- **What you are asked to do**: The reply should hold only the lines below from the one with "notation: point(379, 337)." to the end, each copied exactly.

Dataset entries:
+++++

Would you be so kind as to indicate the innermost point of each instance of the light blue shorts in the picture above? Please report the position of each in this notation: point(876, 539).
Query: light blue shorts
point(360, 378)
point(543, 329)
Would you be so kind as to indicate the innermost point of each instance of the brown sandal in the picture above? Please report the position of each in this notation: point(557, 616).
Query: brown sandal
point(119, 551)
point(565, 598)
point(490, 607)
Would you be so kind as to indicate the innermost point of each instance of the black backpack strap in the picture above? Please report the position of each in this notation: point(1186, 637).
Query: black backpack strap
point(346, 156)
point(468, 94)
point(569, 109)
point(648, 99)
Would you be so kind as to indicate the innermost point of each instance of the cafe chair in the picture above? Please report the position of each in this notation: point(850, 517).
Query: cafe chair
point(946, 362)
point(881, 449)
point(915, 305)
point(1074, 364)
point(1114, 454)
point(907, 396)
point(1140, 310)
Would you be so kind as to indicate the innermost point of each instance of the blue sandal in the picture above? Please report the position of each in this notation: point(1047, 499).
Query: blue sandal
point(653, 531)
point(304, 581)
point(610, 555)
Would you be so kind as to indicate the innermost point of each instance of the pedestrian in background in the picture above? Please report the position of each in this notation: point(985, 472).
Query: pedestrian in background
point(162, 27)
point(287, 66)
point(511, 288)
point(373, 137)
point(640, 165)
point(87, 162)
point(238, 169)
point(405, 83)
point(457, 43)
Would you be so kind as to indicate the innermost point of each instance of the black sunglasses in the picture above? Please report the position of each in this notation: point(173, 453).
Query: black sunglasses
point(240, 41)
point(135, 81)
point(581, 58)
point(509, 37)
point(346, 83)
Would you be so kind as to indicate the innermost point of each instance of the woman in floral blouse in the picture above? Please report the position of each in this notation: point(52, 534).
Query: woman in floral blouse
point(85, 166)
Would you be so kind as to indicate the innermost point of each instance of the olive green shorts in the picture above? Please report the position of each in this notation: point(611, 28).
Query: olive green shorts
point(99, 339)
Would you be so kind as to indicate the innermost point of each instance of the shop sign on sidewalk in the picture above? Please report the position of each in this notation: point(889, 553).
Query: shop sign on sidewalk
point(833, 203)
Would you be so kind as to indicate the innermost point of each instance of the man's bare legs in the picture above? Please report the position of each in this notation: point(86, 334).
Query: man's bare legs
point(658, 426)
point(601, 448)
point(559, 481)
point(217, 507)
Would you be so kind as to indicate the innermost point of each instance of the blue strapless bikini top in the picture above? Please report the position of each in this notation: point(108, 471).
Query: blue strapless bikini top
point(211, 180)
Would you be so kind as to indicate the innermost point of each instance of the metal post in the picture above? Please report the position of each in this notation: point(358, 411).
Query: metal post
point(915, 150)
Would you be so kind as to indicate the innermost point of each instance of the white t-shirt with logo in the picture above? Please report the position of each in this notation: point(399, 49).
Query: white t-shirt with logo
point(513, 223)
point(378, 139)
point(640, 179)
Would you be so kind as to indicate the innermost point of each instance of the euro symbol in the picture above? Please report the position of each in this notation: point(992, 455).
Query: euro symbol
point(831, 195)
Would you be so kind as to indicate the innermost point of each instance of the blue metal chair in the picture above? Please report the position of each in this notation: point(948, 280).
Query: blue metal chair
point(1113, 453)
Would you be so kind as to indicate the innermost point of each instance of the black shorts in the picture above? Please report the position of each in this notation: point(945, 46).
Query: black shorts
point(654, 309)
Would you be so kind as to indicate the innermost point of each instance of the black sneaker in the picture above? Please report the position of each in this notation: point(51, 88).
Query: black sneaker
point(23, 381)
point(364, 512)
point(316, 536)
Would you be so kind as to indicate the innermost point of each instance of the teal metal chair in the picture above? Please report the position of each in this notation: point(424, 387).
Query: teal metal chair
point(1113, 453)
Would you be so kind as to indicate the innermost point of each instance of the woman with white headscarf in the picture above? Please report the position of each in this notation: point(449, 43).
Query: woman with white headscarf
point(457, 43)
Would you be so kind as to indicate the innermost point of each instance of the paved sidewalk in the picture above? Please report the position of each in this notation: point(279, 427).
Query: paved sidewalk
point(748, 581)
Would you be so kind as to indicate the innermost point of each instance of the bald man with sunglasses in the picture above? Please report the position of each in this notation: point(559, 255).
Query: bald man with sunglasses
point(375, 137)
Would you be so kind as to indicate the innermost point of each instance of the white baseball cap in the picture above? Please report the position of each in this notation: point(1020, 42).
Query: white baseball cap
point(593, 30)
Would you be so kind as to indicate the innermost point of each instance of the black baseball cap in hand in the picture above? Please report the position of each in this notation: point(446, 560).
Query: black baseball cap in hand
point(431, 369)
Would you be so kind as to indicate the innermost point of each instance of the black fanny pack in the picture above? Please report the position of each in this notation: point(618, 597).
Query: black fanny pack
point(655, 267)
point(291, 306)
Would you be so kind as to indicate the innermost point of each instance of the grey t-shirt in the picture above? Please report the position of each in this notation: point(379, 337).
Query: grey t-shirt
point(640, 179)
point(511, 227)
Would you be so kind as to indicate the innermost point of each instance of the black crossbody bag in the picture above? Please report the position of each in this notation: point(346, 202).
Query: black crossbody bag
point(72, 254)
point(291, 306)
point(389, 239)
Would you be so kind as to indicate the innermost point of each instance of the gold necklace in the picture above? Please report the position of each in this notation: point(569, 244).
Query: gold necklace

+++++

- **Solution for this exercise**:
Would you be so kind as to indicate the innermost point of each instance of the grey t-shirt in the picture above? Please report the position of each in this notation: point(379, 337).
Query: grey t-shirt
point(640, 179)
point(511, 227)
Would you be so kind as to indicate the innermost point of each instance of the black crossbody bag in the picture above? Please report the position of each in this notation: point(346, 202).
Query: black crossbody bag
point(72, 254)
point(291, 306)
point(389, 239)
Would you be so kind as to indicate the innermost point of each instance of the gold necklace in the picture above? Please report the position of each in this notation: point(569, 244).
Query: gold necklace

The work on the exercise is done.